What you have to do> Transcribe the records below. Leave every word as it is.

**** Working data

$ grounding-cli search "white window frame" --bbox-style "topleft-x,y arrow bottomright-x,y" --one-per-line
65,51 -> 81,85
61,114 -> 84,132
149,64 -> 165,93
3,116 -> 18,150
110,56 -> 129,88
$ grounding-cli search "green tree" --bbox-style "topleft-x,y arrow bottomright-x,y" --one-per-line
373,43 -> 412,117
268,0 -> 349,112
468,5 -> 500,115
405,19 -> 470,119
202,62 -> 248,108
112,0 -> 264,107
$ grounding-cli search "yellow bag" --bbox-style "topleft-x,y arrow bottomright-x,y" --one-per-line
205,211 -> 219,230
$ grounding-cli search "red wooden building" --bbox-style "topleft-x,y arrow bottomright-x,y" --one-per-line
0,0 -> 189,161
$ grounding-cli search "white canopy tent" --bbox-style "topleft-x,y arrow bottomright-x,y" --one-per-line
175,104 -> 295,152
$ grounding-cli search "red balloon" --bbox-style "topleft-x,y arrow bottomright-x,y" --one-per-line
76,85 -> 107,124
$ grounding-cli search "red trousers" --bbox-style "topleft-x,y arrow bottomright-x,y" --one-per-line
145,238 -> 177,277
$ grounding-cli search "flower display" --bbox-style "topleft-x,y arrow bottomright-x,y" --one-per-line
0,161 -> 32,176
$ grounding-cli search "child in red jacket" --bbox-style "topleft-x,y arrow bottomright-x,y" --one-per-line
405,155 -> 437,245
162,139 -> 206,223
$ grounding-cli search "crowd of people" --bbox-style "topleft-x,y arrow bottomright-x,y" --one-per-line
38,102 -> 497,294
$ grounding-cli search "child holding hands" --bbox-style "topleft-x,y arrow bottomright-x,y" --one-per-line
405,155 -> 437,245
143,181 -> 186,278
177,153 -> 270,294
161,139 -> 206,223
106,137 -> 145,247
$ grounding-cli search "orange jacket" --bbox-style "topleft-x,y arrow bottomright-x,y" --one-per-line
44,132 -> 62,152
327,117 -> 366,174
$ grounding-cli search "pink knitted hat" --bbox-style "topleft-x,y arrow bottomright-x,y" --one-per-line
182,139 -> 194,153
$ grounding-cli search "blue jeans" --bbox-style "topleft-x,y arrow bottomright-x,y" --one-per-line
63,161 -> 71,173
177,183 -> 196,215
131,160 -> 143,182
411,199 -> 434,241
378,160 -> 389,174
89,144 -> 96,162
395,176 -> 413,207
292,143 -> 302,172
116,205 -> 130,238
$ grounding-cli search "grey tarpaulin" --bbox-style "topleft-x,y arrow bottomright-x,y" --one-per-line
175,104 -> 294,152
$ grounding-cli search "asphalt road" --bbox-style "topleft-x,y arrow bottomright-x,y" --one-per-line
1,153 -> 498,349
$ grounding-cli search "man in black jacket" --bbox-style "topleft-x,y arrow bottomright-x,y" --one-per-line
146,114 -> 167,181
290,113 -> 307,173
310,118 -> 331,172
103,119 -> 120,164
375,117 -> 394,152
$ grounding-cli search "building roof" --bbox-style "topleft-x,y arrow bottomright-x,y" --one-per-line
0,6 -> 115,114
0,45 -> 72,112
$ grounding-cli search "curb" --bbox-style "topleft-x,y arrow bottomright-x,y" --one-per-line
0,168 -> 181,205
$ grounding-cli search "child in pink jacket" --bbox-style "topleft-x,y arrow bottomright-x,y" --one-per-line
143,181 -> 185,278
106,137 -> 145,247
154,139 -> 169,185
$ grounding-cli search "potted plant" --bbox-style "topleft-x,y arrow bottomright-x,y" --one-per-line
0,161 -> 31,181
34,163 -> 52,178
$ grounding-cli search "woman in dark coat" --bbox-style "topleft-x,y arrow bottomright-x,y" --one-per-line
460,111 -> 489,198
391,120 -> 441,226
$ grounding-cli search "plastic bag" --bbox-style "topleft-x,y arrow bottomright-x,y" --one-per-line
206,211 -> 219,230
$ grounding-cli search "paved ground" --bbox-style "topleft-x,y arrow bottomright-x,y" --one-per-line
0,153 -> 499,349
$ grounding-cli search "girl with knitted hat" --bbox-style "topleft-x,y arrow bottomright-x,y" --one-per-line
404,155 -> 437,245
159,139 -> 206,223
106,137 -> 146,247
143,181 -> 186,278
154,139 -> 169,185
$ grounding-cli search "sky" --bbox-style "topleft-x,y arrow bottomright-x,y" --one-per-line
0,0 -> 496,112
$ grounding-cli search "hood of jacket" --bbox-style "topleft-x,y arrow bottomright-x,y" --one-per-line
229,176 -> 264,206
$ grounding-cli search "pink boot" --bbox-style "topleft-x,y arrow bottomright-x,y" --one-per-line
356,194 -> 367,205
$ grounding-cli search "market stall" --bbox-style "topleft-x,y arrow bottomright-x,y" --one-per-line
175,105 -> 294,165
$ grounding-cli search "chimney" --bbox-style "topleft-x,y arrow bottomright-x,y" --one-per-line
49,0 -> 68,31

********

Finished exercise>
$ grounding-cli search "white window frame" --bbox-style "topleft-x,y arrow bottomright-x,y" --one-per-line
65,51 -> 81,85
61,114 -> 84,132
149,64 -> 165,93
3,116 -> 18,150
110,56 -> 129,88
$ grounding-cli search "green tree" --bbox-style "topleft-x,y arrow bottomright-x,y" --one-per-line
373,43 -> 412,117
268,0 -> 349,112
468,5 -> 500,115
405,19 -> 470,119
202,62 -> 248,108
112,0 -> 264,107
$ grounding-cli search "yellow bag" --bbox-style "topleft-x,y arrow bottomright-x,y" --one-per-line
205,211 -> 219,230
$ grounding-cli search "red wooden building" --bbox-style "topleft-x,y arrow bottomright-x,y" --one-per-line
0,0 -> 189,161
$ grounding-cli search "white canopy tent" --bbox-style "topleft-x,y arrow bottomright-x,y" --one-per-line
175,104 -> 295,152
$ grounding-cli search "red balloon" --bbox-style "topleft-x,y arrow bottomright-x,y" --one-per-line
76,85 -> 107,124
$ grounding-cli search "red trousers" --bbox-style "topleft-x,y arrow bottomright-x,y" --one-per-line
145,238 -> 177,277
$ grounding-cli search "flower display" --bbox-style "topleft-x,y arrow bottomright-x,y" --one-per-line
0,161 -> 32,176
$ grounding-cli search "child in red jacket" --bbox-style "topleft-x,y arrow bottomright-x,y" --one-per-line
405,155 -> 437,245
162,139 -> 206,223
$ grounding-cli search "crowd of people" --bbox-style "topleft-x,y arrow bottomright-x,y" --one-per-line
38,102 -> 497,294
$ grounding-cli search "child holding hands" --bbox-style "topleft-x,y arrow bottomright-x,y" --one-per-line
405,155 -> 437,245
143,181 -> 186,278
177,153 -> 270,294
161,139 -> 206,223
106,137 -> 145,247
$ grounding-cli search "orange jacket" --bbox-style "topleft-x,y arrow bottomright-x,y" --one-per-line
44,132 -> 62,152
327,117 -> 366,174
$ grounding-cli search "pink knitted hat" --bbox-style "topleft-x,y arrow bottomright-x,y" --one-per-line
182,139 -> 194,153
$ grounding-cli search "blue jeans" --bbox-style "topleft-x,y arrow bottomright-x,y" --one-per-line
63,161 -> 71,173
177,183 -> 196,215
131,160 -> 143,182
411,199 -> 434,241
378,160 -> 389,174
89,144 -> 96,162
395,176 -> 413,207
292,143 -> 302,172
116,205 -> 130,238
$ grounding-cli search "grey tarpaulin" --bbox-style "topleft-x,y arrow bottomright-x,y" --one-per-line
175,104 -> 294,152
$ grounding-cli search "asphalt road" --bbox-style "topleft-x,y arrow bottomright-x,y" --one-per-line
1,153 -> 498,349
$ grounding-cli search "man in black jacket" --bbox-style "topleft-x,y arrow bottomright-x,y" --one-per-line
146,114 -> 167,181
290,113 -> 307,173
310,118 -> 331,172
103,119 -> 120,164
375,117 -> 394,152
$ grounding-cli search "building roof" --bbox-style "topleft-x,y arrow bottomright-x,y" --one-per-line
0,6 -> 115,114
0,45 -> 72,112
$ grounding-cli search "curb" --bbox-style "topleft-x,y arrow bottomright-x,y" --one-per-line
0,168 -> 181,205
$ grounding-cli search "child in pink jacket" --bbox-style "topleft-x,y arrow bottomright-x,y" --one-per-line
143,181 -> 185,278
106,137 -> 145,247
154,139 -> 169,185
$ grounding-cli search "potted plant" --bbox-style "topleft-x,y arrow bottomright-x,y" --one-per-line
0,161 -> 31,181
34,163 -> 52,178
$ grounding-cli search "woman in dark coat" --bbox-style "topleft-x,y arrow bottomright-x,y" --one-per-line
460,111 -> 489,198
391,120 -> 441,226
$ grounding-cli search "plastic bag" --bbox-style "topleft-x,y arrow bottomright-x,y" --one-per-line
206,211 -> 219,230
$ grounding-cli search "paved ground" --bbox-style "topleft-x,y arrow bottomright-x,y" --one-per-line
0,153 -> 499,349
$ grounding-cli search "girl with knitted hat" --bbox-style "topleft-x,y arrow bottomright-x,y" --one-per-line
404,155 -> 437,245
159,139 -> 206,223
106,137 -> 146,247
143,181 -> 186,278
154,139 -> 169,185
$ grounding-cli search "sky" --bbox-style "topleft-x,y arrow bottomright-x,y" --one-per-line
0,0 -> 496,112
$ grounding-cli search "hood of jacket" --bbox-style "topleft-x,y arrow bottomright-x,y" --one-per-line
229,176 -> 264,206
$ grounding-cli search "pink boot" --bbox-style "topleft-x,y arrow bottomright-x,y" --one-per-line
356,194 -> 367,205
$ grounding-cli search "market stall" --bbox-style "topleft-x,y arrow bottomright-x,y" --one-per-line
175,105 -> 294,165
$ grounding-cli search "chimney" --bbox-style "topleft-x,y arrow bottomright-x,y" --one-per-line
49,0 -> 68,31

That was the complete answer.